▶ [DIRECTIONS]:
Pull each line holding "tree" out of the entries below.

** LISTED RECORDS follows **

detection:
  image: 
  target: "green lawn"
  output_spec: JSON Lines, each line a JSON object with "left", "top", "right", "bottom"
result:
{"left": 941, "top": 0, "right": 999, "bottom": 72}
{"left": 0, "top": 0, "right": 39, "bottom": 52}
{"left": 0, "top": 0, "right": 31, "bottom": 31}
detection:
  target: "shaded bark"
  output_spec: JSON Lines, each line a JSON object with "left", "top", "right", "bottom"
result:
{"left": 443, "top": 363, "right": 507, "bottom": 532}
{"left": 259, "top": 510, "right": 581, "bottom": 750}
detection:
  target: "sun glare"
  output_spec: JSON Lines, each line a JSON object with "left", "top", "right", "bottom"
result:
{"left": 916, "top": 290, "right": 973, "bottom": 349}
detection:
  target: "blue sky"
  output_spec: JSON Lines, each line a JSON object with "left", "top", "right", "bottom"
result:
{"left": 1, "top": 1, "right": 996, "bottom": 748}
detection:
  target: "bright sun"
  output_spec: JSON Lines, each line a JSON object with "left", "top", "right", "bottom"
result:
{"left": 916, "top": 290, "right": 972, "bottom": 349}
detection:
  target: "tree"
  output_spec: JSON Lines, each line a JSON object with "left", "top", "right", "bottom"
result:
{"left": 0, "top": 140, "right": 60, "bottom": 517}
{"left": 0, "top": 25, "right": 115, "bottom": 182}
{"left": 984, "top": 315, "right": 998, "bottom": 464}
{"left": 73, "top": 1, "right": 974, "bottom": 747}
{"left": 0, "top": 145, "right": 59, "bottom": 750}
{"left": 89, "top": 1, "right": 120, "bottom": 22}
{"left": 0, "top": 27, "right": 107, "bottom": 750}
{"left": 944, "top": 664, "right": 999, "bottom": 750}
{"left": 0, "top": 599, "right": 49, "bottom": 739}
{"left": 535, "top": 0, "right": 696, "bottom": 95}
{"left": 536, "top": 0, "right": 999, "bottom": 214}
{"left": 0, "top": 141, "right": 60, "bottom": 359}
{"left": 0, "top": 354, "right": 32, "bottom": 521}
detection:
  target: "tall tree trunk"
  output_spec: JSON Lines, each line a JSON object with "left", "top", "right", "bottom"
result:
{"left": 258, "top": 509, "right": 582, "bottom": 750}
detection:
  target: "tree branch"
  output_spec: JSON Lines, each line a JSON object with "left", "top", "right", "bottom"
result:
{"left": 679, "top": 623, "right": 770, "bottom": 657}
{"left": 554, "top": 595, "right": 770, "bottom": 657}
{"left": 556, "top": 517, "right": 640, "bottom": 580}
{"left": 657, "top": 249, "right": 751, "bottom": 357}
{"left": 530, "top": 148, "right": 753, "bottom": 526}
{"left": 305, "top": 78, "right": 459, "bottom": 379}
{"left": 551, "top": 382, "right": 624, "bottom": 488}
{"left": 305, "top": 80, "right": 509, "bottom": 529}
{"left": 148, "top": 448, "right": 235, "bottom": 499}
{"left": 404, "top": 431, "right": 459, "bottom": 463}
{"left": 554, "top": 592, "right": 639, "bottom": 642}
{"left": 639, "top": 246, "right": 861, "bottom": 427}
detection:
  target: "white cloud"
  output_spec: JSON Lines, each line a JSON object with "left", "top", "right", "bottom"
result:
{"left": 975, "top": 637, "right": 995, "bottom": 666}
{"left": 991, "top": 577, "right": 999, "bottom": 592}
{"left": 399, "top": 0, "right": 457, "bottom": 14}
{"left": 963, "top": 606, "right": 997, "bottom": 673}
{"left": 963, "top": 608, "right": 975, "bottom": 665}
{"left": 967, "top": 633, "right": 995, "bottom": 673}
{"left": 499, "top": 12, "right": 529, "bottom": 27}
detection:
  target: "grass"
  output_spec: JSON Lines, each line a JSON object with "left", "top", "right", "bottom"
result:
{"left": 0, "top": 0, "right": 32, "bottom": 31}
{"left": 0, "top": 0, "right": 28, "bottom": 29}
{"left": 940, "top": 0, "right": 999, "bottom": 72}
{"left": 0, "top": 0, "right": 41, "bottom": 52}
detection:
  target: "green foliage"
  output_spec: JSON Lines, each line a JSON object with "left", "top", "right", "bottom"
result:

** End of LISTED RECORDS **

▶ [ANSWER TO THIS PROBLEM]:
  target: "tree"
  target: "tall tree trunk"
  target: "tree branch"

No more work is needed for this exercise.